* **YOUR TASK**
Please copy the last part of the entries exactly: the line that has "Where can you spot the wheel" and every line up to and including the end, nothing more.
━━━━━ SUPPLIED RECORDS ━━━━━
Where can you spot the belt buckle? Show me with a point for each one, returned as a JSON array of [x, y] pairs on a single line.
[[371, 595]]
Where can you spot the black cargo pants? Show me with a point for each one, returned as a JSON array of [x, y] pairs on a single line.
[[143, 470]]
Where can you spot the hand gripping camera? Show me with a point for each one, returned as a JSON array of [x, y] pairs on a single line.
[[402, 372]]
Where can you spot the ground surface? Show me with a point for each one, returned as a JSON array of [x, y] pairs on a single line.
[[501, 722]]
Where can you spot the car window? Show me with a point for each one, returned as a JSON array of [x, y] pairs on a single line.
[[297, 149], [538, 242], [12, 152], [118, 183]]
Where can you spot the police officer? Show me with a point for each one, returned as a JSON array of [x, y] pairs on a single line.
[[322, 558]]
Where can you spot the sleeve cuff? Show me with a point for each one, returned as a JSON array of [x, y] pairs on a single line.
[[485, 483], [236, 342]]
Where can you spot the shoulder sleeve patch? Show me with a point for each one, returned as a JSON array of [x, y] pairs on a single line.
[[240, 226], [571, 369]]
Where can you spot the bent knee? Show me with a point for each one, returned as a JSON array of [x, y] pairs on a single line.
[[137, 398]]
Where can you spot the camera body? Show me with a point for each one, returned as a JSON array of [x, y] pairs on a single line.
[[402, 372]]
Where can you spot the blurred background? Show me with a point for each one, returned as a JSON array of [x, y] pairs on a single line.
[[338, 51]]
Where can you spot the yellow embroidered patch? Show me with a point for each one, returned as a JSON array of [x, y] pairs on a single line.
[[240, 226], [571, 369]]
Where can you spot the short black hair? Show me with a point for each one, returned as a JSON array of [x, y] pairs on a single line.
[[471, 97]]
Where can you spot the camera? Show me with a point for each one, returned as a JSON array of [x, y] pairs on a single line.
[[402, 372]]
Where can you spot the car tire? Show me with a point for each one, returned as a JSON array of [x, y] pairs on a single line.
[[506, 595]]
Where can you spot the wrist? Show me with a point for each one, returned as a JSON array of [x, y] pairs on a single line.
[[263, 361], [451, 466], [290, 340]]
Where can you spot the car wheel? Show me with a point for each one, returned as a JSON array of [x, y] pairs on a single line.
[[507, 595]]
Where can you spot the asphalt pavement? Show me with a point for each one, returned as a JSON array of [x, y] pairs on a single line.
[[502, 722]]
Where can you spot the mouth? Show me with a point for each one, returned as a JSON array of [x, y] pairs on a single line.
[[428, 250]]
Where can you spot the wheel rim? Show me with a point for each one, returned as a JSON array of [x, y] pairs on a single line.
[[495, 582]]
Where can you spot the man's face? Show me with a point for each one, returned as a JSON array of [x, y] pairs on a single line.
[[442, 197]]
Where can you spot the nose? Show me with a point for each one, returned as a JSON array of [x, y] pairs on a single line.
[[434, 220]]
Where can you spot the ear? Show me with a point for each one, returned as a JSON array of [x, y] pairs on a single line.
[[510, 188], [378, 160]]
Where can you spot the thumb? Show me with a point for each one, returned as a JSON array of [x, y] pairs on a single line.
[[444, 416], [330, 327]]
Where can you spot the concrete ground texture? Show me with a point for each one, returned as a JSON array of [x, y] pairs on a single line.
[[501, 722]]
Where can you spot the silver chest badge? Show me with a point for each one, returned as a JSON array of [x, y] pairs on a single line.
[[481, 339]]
━━━━━
* **TASK RESPONSE**
Where can you spot the wheel rim? Show me with a point for each one, returned as a JSON array of [x, y] pairs on a single line.
[[495, 582]]
Where can you spot the man's face? Show me with a point for each one, returned as a JSON array of [x, y] pairs on a single line.
[[442, 197]]
Where can you spot the nose? Show me with a point for each one, returned as a JSON array of [x, y] pairs on a single line.
[[434, 220]]
Where can you spot the ear? Show me with a point for each one, returned as a JSON array of [x, y] pairs on a single line.
[[510, 188], [378, 160]]
Where can you spot the thumb? Show me with a point for each one, returned as a JSON array of [x, y] pairs on a single line.
[[444, 416], [330, 327]]
Where can you spot the concrete ground texture? Show me with a point for each one, returned as a JSON array of [x, y] pairs on a single line.
[[501, 722]]
Where can you spot the silver chest badge? Show me with a point for each one, returned as a JSON array of [x, y] pairs on a single line.
[[481, 339]]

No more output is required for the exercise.